### Segmentation mask data
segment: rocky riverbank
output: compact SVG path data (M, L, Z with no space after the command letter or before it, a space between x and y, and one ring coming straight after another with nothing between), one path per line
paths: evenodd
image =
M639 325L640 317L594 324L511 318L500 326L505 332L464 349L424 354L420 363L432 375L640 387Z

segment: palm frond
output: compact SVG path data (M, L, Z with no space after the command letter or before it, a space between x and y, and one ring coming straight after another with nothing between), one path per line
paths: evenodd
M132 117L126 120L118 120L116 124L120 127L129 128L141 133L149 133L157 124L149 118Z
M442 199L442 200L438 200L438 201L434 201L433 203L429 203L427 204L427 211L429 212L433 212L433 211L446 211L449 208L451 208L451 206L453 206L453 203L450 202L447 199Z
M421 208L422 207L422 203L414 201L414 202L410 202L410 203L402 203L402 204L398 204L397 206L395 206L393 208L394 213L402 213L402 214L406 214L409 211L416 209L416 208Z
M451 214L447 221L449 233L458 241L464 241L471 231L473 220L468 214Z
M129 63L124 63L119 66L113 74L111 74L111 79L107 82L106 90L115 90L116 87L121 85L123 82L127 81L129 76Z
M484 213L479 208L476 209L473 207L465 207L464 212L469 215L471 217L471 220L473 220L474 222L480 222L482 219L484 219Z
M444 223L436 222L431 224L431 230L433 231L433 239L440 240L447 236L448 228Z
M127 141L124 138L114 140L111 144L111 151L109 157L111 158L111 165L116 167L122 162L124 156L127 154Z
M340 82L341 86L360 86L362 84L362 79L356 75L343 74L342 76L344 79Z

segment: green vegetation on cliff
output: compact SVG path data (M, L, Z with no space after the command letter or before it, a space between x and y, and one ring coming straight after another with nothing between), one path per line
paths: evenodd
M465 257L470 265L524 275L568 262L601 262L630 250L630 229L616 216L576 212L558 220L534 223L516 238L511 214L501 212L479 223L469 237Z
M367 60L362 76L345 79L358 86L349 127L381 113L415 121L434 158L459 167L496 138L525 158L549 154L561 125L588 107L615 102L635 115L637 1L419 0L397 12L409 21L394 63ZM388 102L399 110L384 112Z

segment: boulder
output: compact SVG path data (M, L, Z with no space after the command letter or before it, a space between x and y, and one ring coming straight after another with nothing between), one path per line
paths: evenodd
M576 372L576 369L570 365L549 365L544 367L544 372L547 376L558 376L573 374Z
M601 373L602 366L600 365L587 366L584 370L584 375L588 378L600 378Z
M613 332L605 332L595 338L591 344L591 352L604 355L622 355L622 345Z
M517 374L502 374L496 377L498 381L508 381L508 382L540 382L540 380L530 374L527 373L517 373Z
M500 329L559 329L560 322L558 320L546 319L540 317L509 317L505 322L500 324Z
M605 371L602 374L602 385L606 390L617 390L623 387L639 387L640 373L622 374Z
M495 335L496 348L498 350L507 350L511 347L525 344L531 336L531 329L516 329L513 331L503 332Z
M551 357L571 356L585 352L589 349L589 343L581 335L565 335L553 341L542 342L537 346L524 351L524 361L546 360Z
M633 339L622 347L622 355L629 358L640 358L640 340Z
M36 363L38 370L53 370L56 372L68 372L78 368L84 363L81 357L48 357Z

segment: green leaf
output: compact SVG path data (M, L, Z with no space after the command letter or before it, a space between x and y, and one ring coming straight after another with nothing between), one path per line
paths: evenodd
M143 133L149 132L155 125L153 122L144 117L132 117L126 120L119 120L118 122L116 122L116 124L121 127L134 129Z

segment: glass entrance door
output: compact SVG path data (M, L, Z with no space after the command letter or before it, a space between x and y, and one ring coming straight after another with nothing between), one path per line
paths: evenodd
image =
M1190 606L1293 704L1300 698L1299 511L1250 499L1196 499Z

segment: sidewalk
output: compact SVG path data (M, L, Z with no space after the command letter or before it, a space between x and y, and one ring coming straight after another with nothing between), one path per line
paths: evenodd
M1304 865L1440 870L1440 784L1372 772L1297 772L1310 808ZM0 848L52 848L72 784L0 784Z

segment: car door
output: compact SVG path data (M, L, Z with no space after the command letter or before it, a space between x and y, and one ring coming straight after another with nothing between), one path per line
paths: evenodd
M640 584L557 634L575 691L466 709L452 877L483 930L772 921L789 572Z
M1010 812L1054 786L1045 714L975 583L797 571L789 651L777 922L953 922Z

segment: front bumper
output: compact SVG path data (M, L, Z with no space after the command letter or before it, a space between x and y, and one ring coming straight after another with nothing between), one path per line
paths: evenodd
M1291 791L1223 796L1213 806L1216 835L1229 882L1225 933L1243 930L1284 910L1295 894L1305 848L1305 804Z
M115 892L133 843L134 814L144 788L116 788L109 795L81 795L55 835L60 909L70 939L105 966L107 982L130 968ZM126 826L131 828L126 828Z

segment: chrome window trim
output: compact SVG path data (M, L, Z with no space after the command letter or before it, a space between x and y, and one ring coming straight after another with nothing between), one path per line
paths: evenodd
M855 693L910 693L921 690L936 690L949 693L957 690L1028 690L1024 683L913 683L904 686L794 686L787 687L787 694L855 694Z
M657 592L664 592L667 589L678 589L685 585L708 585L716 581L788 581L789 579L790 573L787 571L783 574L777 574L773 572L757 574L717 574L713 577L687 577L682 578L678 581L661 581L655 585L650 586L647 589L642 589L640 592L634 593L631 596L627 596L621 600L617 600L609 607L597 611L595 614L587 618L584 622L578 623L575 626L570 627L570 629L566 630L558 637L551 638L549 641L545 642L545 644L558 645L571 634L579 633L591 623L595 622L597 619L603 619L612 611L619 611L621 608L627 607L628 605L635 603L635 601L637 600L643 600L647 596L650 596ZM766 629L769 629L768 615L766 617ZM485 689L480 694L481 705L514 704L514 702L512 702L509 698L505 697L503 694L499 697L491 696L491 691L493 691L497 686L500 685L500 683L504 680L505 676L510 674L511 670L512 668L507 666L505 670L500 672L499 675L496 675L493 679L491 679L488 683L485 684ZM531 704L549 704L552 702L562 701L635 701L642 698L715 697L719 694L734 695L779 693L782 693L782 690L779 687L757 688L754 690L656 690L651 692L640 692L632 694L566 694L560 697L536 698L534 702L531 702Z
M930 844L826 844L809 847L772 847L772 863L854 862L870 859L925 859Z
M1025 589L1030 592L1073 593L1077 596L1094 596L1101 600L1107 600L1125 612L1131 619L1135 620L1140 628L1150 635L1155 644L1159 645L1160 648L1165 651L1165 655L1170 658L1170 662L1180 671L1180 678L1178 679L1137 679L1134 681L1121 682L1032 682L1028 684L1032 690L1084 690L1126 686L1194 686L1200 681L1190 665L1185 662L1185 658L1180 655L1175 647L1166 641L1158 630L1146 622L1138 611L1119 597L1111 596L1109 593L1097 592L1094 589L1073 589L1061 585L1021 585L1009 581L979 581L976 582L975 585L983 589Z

### What you will do
Print the data above exactly as it reads.

### Response area
segment: rocky riverbank
output: compact SVG path data (M, L, Z with no space after the command letter or before it, a space between x and y, and one ring coming straight after another with nothing between), one path per line
paths: evenodd
image =
M639 325L640 317L594 324L511 318L500 326L505 332L464 349L424 354L420 363L432 375L640 387Z

segment: palm frond
output: compact SVG path data (M, L, Z with no space after the command letter or before it, a space between x and y, and one ring coming straight after another with nothing between), one path per line
paths: evenodd
M132 117L126 120L118 120L116 124L120 127L129 128L141 133L149 133L157 124L149 118Z
M442 199L442 200L438 200L438 201L434 201L433 203L429 203L427 204L427 211L429 212L433 212L433 211L446 211L449 208L451 208L451 206L453 206L453 203L450 202L447 199Z
M421 208L422 207L422 203L414 201L414 202L410 202L410 203L402 203L402 204L398 204L397 206L395 206L393 208L394 213L402 213L402 214L406 214L409 211L416 209L416 208Z
M451 214L447 221L449 233L458 241L464 241L471 231L473 220L468 214Z
M129 63L124 63L119 66L113 74L111 74L111 79L107 82L106 90L115 90L116 87L121 85L123 82L127 81L129 76Z
M484 213L479 208L476 209L473 207L465 207L464 212L469 215L471 217L471 220L473 220L474 222L480 222L482 219L484 219Z
M444 223L436 222L431 224L431 230L433 231L433 239L440 240L447 236L448 228Z
M127 141L124 138L114 140L111 144L111 151L109 157L111 158L111 165L116 167L122 162L124 156L127 154Z
M340 82L341 86L360 86L362 84L362 79L356 75L343 74L342 76L344 79Z

segment: green vegetation on cliff
output: compact SVG path data (M, L, Z with no space after the command letter or before it, a space between x and y, and one ring coming straight after another with nothing between), one path per line
paths: evenodd
M465 257L470 265L524 275L568 262L601 262L630 250L630 229L616 216L576 212L558 220L534 223L516 238L511 214L501 212L479 223L469 237Z
M367 60L362 76L345 79L358 86L349 127L381 113L415 121L434 158L459 167L496 138L525 158L549 154L561 125L588 107L615 102L635 115L637 1L419 0L397 12L409 21L394 63ZM388 102L399 110L384 112Z

segment: boulder
output: compact SVG path data (M, L, Z with no space after the command letter or before it, a space between x and y, and one ring coming straight after another with nothing between), one path per line
paths: evenodd
M576 372L576 369L570 365L549 365L544 367L544 372L547 376L558 376L573 374Z
M601 373L602 366L600 365L587 366L584 370L584 375L588 378L600 378Z
M613 332L605 332L595 338L591 344L591 352L604 355L622 355L622 345Z
M517 374L502 374L496 377L498 381L508 381L508 382L540 382L540 380L530 374L527 373L517 373Z
M500 329L559 329L560 322L558 320L546 319L540 317L509 317L505 322L500 324Z
M605 371L602 374L602 385L606 390L617 390L623 387L639 387L640 373L622 374Z
M495 335L496 348L498 350L507 350L511 347L525 344L531 336L531 329L516 329L513 331L503 332Z
M551 357L571 356L585 352L589 349L589 343L581 335L565 335L553 341L542 342L537 346L524 351L524 361L546 360Z
M633 339L622 347L622 355L629 358L640 358L640 340Z
M36 363L38 370L53 370L56 372L68 372L78 368L84 363L81 357L48 357Z

segment: green leaf
output: compact SVG path data (M, L, Z with no space after the command letter or before it, a space between x and y, and one ring coming straight after another with nothing between), one path per line
paths: evenodd
M143 133L149 132L155 125L153 122L144 117L132 117L126 120L119 120L118 122L116 122L116 124L121 127L134 129Z

segment: glass entrance door
output: compact SVG path data (M, L, Z with no space after the command letter or before it, a space between x and y, and one ring coming straight after another with nothing between), one path per line
paths: evenodd
image =
M1190 606L1293 704L1300 698L1299 511L1250 499L1196 499Z

segment: sidewalk
output: compact SVG path data (M, L, Z with no space after the command letter or before it, a space between x and y, and one ring coming straight after another with nothing between), one path per line
paths: evenodd
M1304 865L1440 870L1440 784L1372 772L1297 772L1310 808ZM0 848L52 848L72 784L0 784Z

segment: car door
output: compact SVG path data (M, L, Z with no space after the command letter or before it, a space between x and y, and one ring coming straight after another with nothing between), one path per line
paths: evenodd
M640 584L557 634L575 691L466 709L452 877L483 930L772 921L789 572Z
M1010 812L1054 786L1045 714L975 583L797 571L789 651L777 922L953 922Z

segment: front bumper
output: compact SVG path data (M, L, Z with no space after the command letter or before it, a space between x and y, and one ring coming straight after another with nothing between), one path per line
paths: evenodd
M1291 791L1223 796L1213 806L1216 835L1229 882L1225 933L1243 930L1284 910L1295 894L1305 848L1305 804Z
M115 892L133 843L134 814L144 788L116 788L109 795L81 795L55 835L60 909L70 939L105 966L107 982L130 968ZM126 826L131 828L126 828Z

segment: chrome window trim
output: compact SVG path data (M, L, Z with no space after the command letter or before it, a space between x and y, and one ring coming straight after another with nothing between), one path per line
paths: evenodd
M855 693L910 693L921 690L936 690L949 693L957 690L1028 690L1024 683L913 683L904 686L794 686L787 687L787 694L855 694Z
M657 592L664 592L667 589L678 589L685 585L708 585L716 581L788 581L789 579L790 573L787 571L783 574L777 574L773 572L757 574L717 574L713 577L687 577L682 578L678 581L661 581L655 585L650 586L647 589L642 589L640 592L634 593L631 596L627 596L621 600L617 600L609 607L597 611L595 614L587 618L584 622L578 623L575 626L570 627L570 629L566 630L558 637L551 638L549 641L545 642L545 644L558 645L571 634L579 633L591 623L595 622L597 619L603 619L612 611L619 611L621 608L627 607L628 605L635 603L635 601L637 600L643 600L647 596L650 596ZM766 629L769 629L768 615L766 617ZM485 689L480 694L481 705L514 704L514 702L512 702L509 698L505 697L503 694L499 697L491 696L491 691L493 691L497 686L500 685L500 683L504 680L505 676L510 674L511 670L512 668L507 666L505 670L500 672L499 675L496 675L493 679L491 679L488 683L485 684ZM531 704L549 704L552 702L562 701L635 701L642 698L715 697L719 694L734 695L779 693L782 693L782 690L779 687L757 688L754 690L656 690L651 692L640 692L632 694L566 694L560 697L536 698L534 702L531 702Z
M930 844L826 844L809 847L772 847L772 863L854 862L870 859L925 859Z
M1025 589L1030 592L1073 593L1077 596L1094 596L1101 600L1107 600L1125 612L1131 619L1135 620L1140 628L1150 635L1155 644L1159 645L1160 648L1165 651L1165 655L1170 658L1170 662L1180 671L1180 678L1178 679L1137 679L1134 681L1121 682L1032 682L1028 684L1032 690L1084 690L1126 686L1194 686L1200 681L1190 665L1185 662L1185 658L1180 655L1175 647L1166 641L1158 630L1146 622L1138 611L1119 597L1111 596L1109 593L1097 592L1094 589L1073 589L1061 585L1021 585L1009 581L979 581L976 582L975 585L983 589Z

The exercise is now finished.